Extracto del documento:
Acertado anda tambien el autor cuando, de la naturaleza misma de los libros plumbeos, y de su estilo y de sus ideas, deduce que no son el producto de un inismo talento, y que probablemente fueron dos los forjadores de esas lucubraciones desarrolladas misteriosamente en el idioma arábigo. Conjetura, con razones no para tenidas en poco, que pudieron ser de Miguel de Luna las que suponen ménos ilustracion en materias religiosas y libros bíblicos; y sólo de Alonso del Castillo las más acabadas y eruditas, así notables por su estilo y el enlace y regularidad de las partes componentes, como por el conocimiento de las cosas de los árabes y de los cristianos. Suponen las primeras arrojo y travesura; pero nó el saber necesario para disfrazar el error y hacerle pasar como moneda corriente: en las segundas no sólo se descubren las mismas cualidades, sino que van acompañadas de una instruccion poco vulgar en las lenguas sabias y las letras sagradas; empleándose más sagacidad y destreza para dar á la

fábula el colorido de la verdad, á lo ménos á los ojos de las gentes poco ilustradas. Alonso del Castillo acierta á dar á su obra el atractivo y las formas de la leyenda; aquel misterio que es el cebo de la curiosidad, el tono profético que fascina, y el decisivo de la autoridad, segura de su prevision y sus asertos.

Lista de tareas:
1) Según el fragmento sobre los libros plúmbeos, ¿en qué idioma se desarrollaron esas lucubraciones?
2) ¿Por qué deduce el autor, según el fragmento sobre los libros plúmbeos, que esos libros no son producto de un solo talento? Responde en una a tres oraciones.
3) Transcribe del fragmento sobre los libros plúmbeos el pasaje que comienza en las palabras "fábula el colorido" y termina después de "y sus asertos.".

Datos proporcionados:
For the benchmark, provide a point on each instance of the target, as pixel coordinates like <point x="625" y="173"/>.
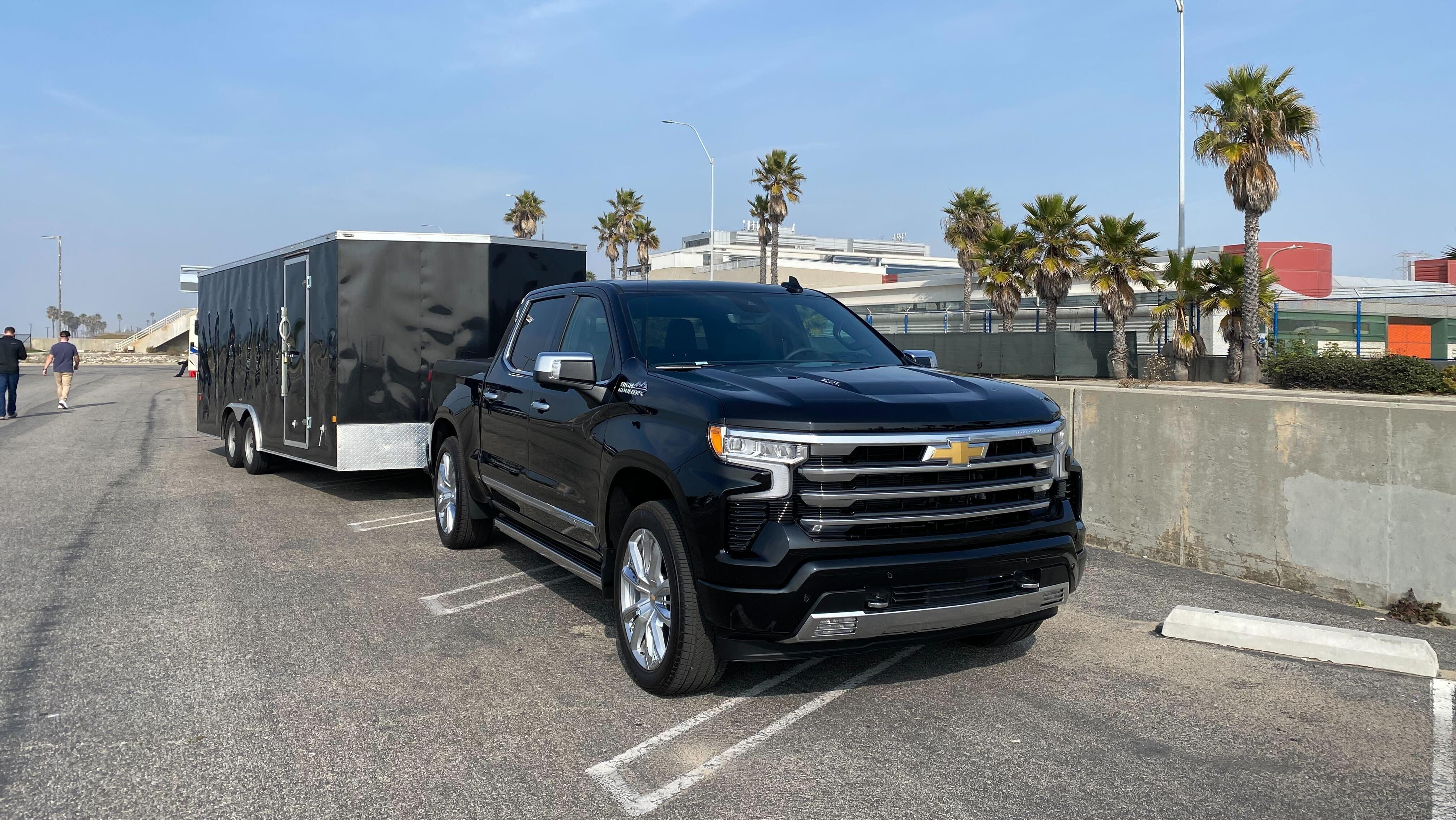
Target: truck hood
<point x="857" y="397"/>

Respuestas escritas:
1) En el idioma arábigo.

2) Lo deduce de la naturaleza misma de los libros plúmbeos y de su estilo y sus ideas. Por eso concluye que probablemente fueron dos los forjadores de esas lucubraciones.

3)
fábula el colorido de la verdad, á lo ménos á los ojos de las gentes poco ilustradas. Alonso del Castillo acierta á dar á su obra el atractivo y las formas de la leyenda; aquel misterio que es el cebo de la curiosidad, el tono profético que fascina, y el decisivo de la autoridad, segura de su prevision y sus asertos.